Work to complete — Output the data below in full, byte for byte. Nothing may differ.

Exercise input —
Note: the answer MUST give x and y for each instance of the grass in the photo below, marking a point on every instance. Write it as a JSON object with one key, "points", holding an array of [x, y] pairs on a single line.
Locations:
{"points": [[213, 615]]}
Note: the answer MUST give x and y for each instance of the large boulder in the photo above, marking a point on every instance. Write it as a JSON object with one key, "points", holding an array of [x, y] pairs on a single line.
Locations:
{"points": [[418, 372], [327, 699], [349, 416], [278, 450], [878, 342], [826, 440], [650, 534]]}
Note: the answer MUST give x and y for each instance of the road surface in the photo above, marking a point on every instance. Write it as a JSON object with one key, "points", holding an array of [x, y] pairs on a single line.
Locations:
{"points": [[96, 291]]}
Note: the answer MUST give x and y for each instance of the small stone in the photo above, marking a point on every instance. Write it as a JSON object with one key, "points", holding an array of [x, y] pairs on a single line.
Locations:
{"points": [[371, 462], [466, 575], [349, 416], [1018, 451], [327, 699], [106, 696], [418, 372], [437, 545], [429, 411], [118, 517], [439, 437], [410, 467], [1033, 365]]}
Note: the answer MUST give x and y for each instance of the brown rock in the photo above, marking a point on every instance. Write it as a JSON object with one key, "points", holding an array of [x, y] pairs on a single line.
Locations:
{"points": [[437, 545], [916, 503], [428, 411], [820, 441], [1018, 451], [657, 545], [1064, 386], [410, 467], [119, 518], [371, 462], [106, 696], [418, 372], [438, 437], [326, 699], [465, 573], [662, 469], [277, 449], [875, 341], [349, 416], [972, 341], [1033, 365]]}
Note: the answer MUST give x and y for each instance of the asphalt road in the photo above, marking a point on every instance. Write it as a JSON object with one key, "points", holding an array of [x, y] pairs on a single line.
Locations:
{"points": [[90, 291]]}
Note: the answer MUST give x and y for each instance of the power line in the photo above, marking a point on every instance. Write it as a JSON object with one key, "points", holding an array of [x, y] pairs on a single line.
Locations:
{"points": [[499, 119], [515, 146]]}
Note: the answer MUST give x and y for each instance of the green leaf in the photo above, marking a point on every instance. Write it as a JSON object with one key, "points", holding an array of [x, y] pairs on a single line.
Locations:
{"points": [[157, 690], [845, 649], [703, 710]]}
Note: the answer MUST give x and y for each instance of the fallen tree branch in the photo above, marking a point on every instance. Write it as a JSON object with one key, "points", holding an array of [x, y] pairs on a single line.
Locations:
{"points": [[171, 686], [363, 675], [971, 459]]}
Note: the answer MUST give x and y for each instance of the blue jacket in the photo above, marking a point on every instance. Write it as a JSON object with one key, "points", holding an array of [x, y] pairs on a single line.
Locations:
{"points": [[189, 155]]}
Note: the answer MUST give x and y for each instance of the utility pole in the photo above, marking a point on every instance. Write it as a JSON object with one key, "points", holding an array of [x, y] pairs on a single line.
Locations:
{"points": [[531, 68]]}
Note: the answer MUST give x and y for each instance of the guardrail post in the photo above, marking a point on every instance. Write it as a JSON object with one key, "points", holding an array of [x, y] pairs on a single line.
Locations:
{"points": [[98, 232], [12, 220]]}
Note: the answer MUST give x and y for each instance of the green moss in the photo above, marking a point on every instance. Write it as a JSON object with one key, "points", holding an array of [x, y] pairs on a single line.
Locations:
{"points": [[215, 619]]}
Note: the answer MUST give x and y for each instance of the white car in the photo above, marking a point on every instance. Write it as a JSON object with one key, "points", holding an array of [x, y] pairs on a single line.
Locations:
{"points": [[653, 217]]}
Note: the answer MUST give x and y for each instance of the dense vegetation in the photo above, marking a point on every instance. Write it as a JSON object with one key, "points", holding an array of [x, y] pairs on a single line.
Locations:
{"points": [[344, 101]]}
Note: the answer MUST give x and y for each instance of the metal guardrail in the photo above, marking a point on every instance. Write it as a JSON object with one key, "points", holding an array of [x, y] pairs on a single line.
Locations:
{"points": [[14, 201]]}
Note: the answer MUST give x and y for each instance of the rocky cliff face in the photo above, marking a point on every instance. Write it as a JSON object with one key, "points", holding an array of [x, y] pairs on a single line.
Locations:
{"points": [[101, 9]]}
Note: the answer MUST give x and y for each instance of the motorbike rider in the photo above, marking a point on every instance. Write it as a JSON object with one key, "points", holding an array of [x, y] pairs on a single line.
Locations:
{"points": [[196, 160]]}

Result below —
Note: the answer MUST give x and y for each instance of the grass in the photo below, marking a point on every instance. Write it as a JSON object with one key, "points", holding an array of [x, y] pairs on a single line.
Locations:
{"points": [[213, 615]]}
Note: the answer MUST give x and y for each instance of the large boulder in the photo above, marking a point on every instance. Write it as a JSON object with one key, "points", holding an array of [x, y] pairs on a single line.
Locations:
{"points": [[418, 372], [327, 699], [349, 416], [278, 450], [878, 342], [826, 440], [650, 534]]}
Note: the answer MUST give x and y for each instance of the road surface in the photo above, marking a point on every instance. Write it as a JSON object with one key, "points", holding an array of [x, y] pairs on a single line.
Locations:
{"points": [[96, 291]]}
Note: the answer MUST give x and y for each instance of the small stone in the photo above, marking a point on every instance. Write it as a JSON object with one key, "points", holding an array of [x, y] pairs on a single line.
Locations:
{"points": [[371, 462], [466, 575], [349, 416], [1018, 451], [327, 699], [106, 696], [418, 372], [437, 545], [429, 411], [118, 517], [439, 437], [410, 467], [1033, 365]]}
Note: the answer MUST give x and y for each instance of the brown rock in the photo above, marking a point on every instance. Write it as a JSON object with one key, "points", holding an array of [x, y] pairs on a single line.
Locations:
{"points": [[437, 545], [916, 503], [428, 411], [820, 441], [1018, 451], [657, 545], [1064, 386], [410, 467], [119, 518], [371, 462], [106, 696], [418, 372], [438, 437], [326, 699], [465, 573], [662, 469], [277, 449], [875, 341], [349, 416], [972, 341], [1033, 365]]}
Note: the answer MUST give x and y for each instance of the asphalt road in the photo above, marking a point on every instance. Write it as a JSON object with one key, "points", holding an array of [x, y] pairs on a single line.
Locations:
{"points": [[90, 291]]}
Note: the answer MUST give x and y for each instance of the power line in the photo above, marking a point on every instance. Write it as a JSON object with one key, "points", holding an array of [x, y] pairs on a single line.
Locations:
{"points": [[499, 119], [515, 146]]}
Note: the answer MUST give x and y for each instance of the green leaf in the photo above, marking a point on every instance. Write it as a JSON object with one key, "points", holding an array of [x, y] pairs on a single line.
Locations:
{"points": [[157, 690], [845, 649], [703, 710]]}
Note: the answer MUST give x and y for each instance of the fallen tree branch in the photo above, marking a point on every instance. Write it as a JSON object with one key, "points", holding an array of [x, y] pairs on a single line.
Locations:
{"points": [[171, 686], [363, 675], [971, 459]]}
Note: the answer MUST give x and y for each instance of the blue jacket in the photo above, marking a point on every instance. Write it as a JSON object with one key, "points", holding an array of [x, y] pairs on a single line.
Locations:
{"points": [[189, 155]]}
Note: the answer MUST give x and y for each instance of the utility pole in the photo above, marking a point on every instance. Write it as a JSON object with one key, "points", holding an array of [x, y] pairs on a single line.
Locations:
{"points": [[531, 68]]}
Note: the answer MUST give x and y for each instance of the guardrail post in the photo above, marking a point on every instance. Write it as a JSON object with one key, "points", holding an array of [x, y] pairs on a single line.
Locations:
{"points": [[98, 232], [12, 220]]}
Note: the answer MUST give x and y for each instance of the green moss in the photo above, marking a point on every instance. Write it as a JSON object with one key, "points", holding an array of [x, y] pairs on a single line.
Locations:
{"points": [[215, 619]]}
Note: the answer MUST give x and y for each instance of the white car in the photo above, marking a point on every instance. Write it as a JSON object with one key, "points", holding an array of [x, y] pairs on a single line.
Locations:
{"points": [[653, 217]]}
Note: the answer MUST give x and y for each instance of the dense vegetation in the photo above, marking a point on every instance. Write it as a JSON object with one key, "points", holding an array of [x, y] pairs on a single line.
Locations:
{"points": [[344, 101]]}
Note: the answer MUST give x and y for each instance of the metal guardrail in the photo above, marking a point on every instance. Write it as a JSON object with one key, "points", holding an array of [x, y] pairs on a single line.
Locations:
{"points": [[14, 201]]}
Note: the answer MUST give x and y for each instance of the rocky cliff face in the photo above, marking a point on every instance. Write it as a JSON object with one key, "points", holding an array of [x, y] pairs on a single line.
Locations:
{"points": [[101, 9]]}
Note: the answer MUST give x and y for each instance of the motorbike rider in the photo above, marking a point on every instance. Write it as a JSON object with one key, "points", holding an array of [x, y] pairs on a single line.
Locations:
{"points": [[196, 160]]}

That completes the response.